PERGUNTAS A RESPONDER:
(1) Imprima, do texto fornecido, o trecho que vai de "O número de óbitos" até "95,3 % do acréscimo.".
(2) Responda, com base no texto fornecido, às seguintes perguntas:
(a) Quantas pessoas morreram em 2018?
(b) Que percentagem das 87 702 mortes registadas entre 2 de março e 29 de novembro se deveu à covid-19?
(c) Quantos testes do pezinho se realizaram em outubro deste ano?

TEXTO FORNECIDO:
***
A boa notícia é que morreram menos 1258 pessoas em 2019 do que em 2018 (de 113 051 para 111 793). Até aqui, todos os anos aumentava o número de mortes.
Ainda assim, a diferença entre nascimentos e óbitos foi de menos 24 773, sendo que o valor mais elevado se registou em 2018 (-25 980). Foram os imigrantes que fizeram a diferença e contribuíram para o aumento da população portuguesa, com um saldo migratório positivo (entre saídas e entradas) de 44 506 em 2019. Em 2018, este saldo foi de mais 11 570 mil pessoas.
Em 2020 tudo mudou. A covid-19 limitou os fluxos migratórios, também para Portugal. Isto quando no ano anterior todas as regiões do país registaram mais entradas do que saídas, com maior expressão na Área Metropolitana de Lisboa, no centro e no norte.
O número de óbitos aumentou substancialmente, mais 10 776 entre 2 de março e 29 de novembro deste ano, mais do que a média dos últimos cinco anos, contabiliza o INE. Morreram 87 702 pessoas durante este período e, destas, 41,8% devido à covid-19. Novembro foi o pior mês, mais 2009 óbitos do que a média no mesmo mês entre 2015 e 2019. Destes, 1915 foram infetados com o SARS-CoV-2, representando 95,3 % do acréscimo.
Do ponto de vista da natalidade, os primeiros resultados não são animadores. Os testes do pezinho indicam que se estão a fazer menos 230 rastreios em média por mês. Realizaram-se 78 374 testes até dezembro, menos 2340 do que em 2019. Se em 2019 a taxa de natalidade subiu e houve mais 87 020 bebés, neste ano poderá ficar pelos 85 mil. O teste do pezinho realiza-se entre o terceiro e o sexto dia de vida, no âmbito do Plano Nacional de Rastreio Neonatal, coordenado pelo Instituto Nacional de Saúde Dr. Ricardo Jorge.
Outubro é habitualmente um mês com muitos bebés, ultrapassando os oito mil testes do pezinho, neste ano ficou-se pelos 7329. Novembro também não foi animador. E, segundo Jorge Malheiros, não se prevê que a pandemia traga mais crianças. "Num contexto de contração económica muito forte, cheio de riscos e de incertezas, as pessoas retraem-se, vemos como a natalidade desceu na última crise financeira. Podendo hoje regular a fecundidade, decidir ter ou não filhos, as pessoas decidem não ter filhos em situações de incerteza. Será difícil recuperar nos próximos meses dado o contexto de tensão social, a incerteza sanitária e o decréscimo económico. O discurso é sempre "o pior ainda não chegou"".
O índice sintético de fecundidade é de 1,42 crianças por mulher em idade fértil. E o inquérito à fecundidade de 2019 indicava que 51,1 % das mulheres e 47,3 % dos homens não queriam ter mais filhos e 10 % dos inquiridos não eram nem tencionavam ser pais.
Resta o aumento da imigração para equilibrar a balança. Jorge Malheiros estima que o saldo migratório será próximo do zero neste ano. "Por um lado, há imensas barreiras à circulação, os aeroportos e as fronteiras fecharam; por outro, há a crise do mercado de trabalho e que acontece em todo lado. Pode haver alguma animação em alguns setores da atividade económica, por exemplo na saúde e na distribuição, manter-se na agricultura, mas é sazonal, o saldo migratório será positivo mas próximo do zero."
E a emigração dependerá da recuperação económica. "Se Portugal tiver um comportamento muito pior do que os parceiros europeus, poderá haver um aumento grande da emigração. Neste momento, como a crise sanitária está em todo o lado, não é a melhor altura para sair. Agora, se tivermos um comportamento económico negativo, vai acelerar a emigração, como na primeira metade desta década."
***
ENTRADAS FORNECIDAS:
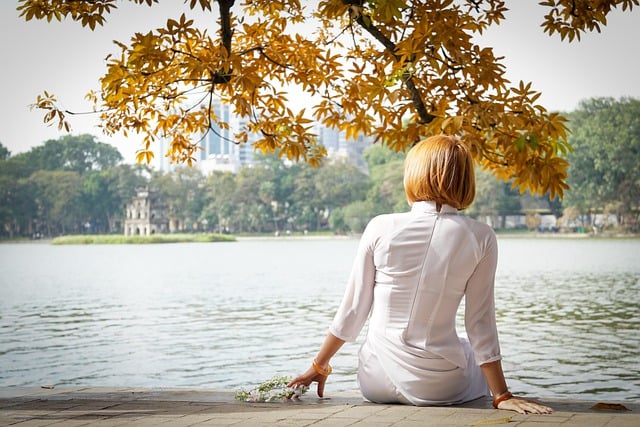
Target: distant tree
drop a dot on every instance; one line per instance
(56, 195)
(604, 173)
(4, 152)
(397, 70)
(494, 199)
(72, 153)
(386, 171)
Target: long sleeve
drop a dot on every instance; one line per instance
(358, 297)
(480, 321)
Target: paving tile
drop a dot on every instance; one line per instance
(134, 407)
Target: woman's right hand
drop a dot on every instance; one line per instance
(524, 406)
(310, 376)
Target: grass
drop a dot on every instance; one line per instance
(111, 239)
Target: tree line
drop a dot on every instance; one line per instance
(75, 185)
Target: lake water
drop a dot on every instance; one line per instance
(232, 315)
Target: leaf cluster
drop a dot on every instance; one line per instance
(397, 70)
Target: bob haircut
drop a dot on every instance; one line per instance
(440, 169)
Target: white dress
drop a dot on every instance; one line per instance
***
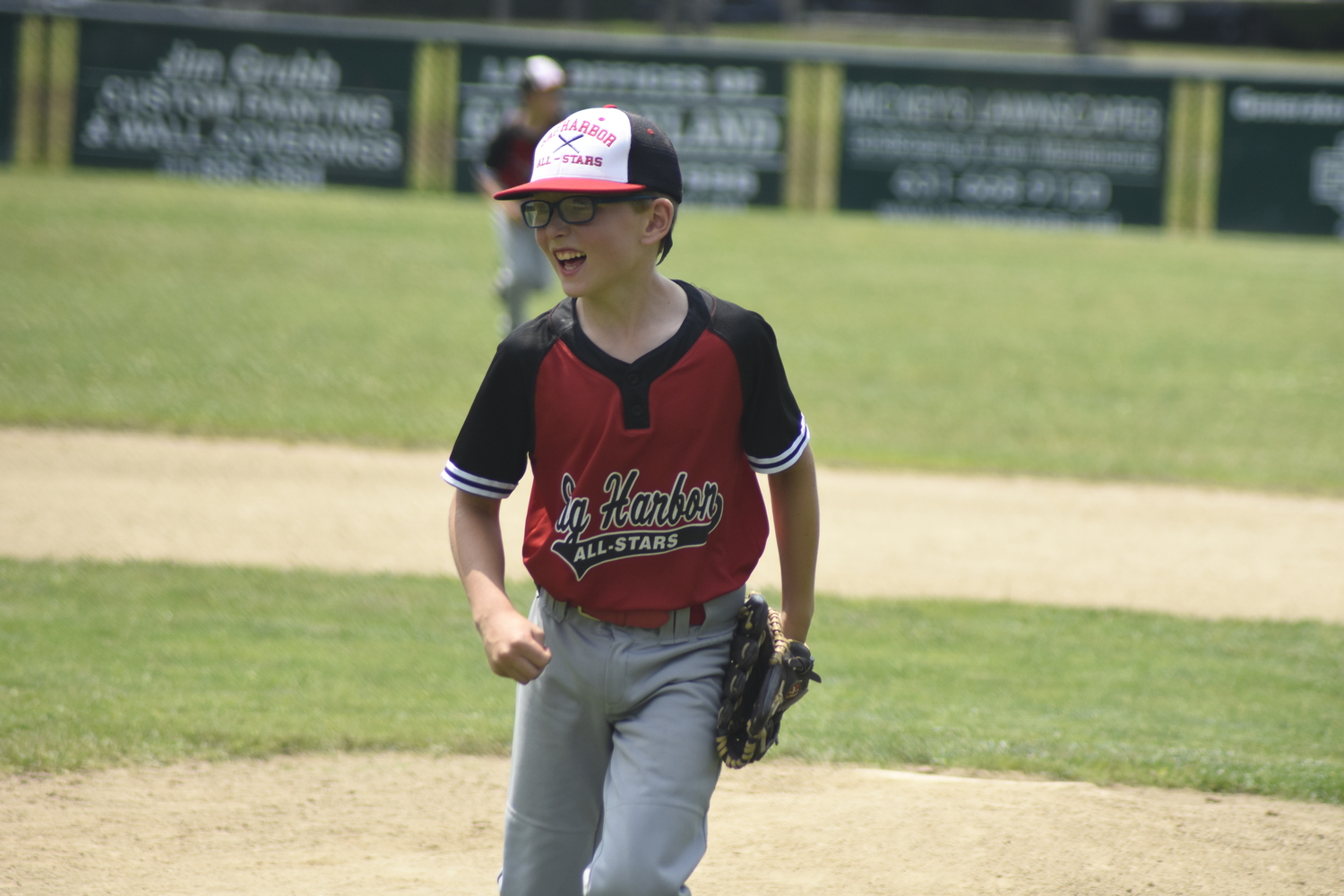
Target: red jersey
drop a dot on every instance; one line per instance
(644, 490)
***
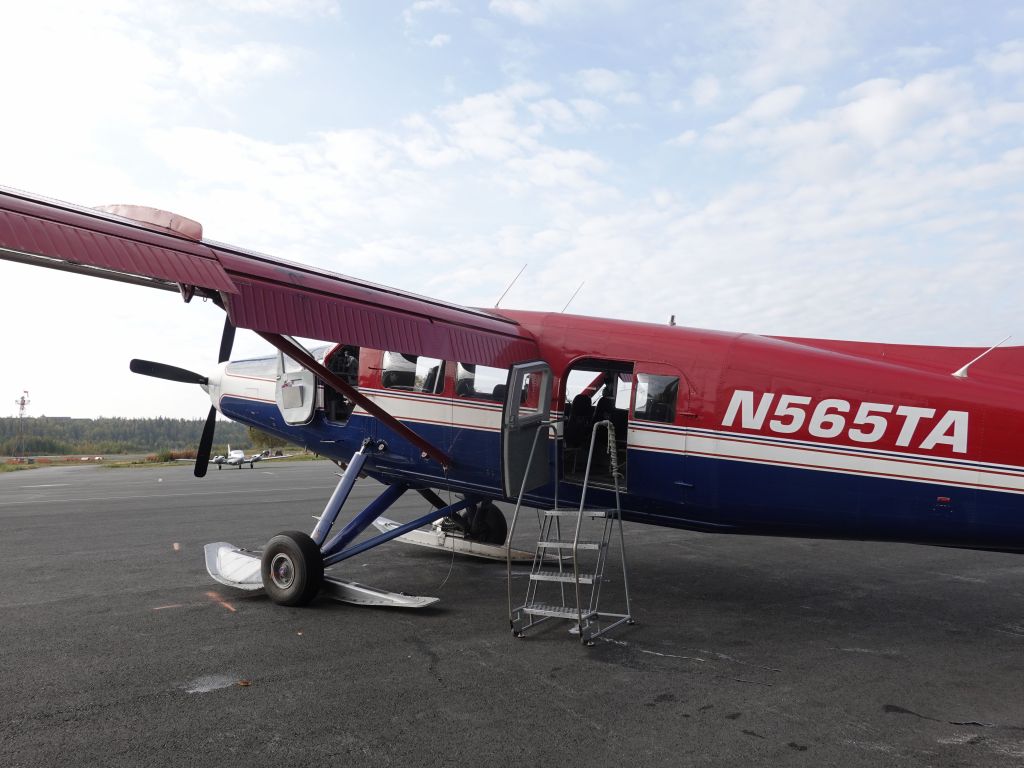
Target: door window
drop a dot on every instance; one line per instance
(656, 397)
***
RESPOSTAS ESCRITAS:
(1)
O número de óbitos aumentou substancialmente, mais 10 776 entre 2 de março e 29 de novembro deste ano, mais do que a média dos últimos cinco anos, contabiliza o INE. Morreram 87 702 pessoas durante este período e, destas, 41,8% devido à covid-19. Novembro foi o pior mês, mais 2009 óbitos do que a média no mesmo mês entre 2015 e 2019. Destes, 1915 foram infetados com o SARS-CoV-2, representando 95,3 % do acréscimo.

(2)
(a) Morreram 113 051 pessoas em 2018.
(b) Deveram-se à covid-19 41,8% dessas mortes.
(c) Realizaram-se 7329 testes do pezinho em outubro.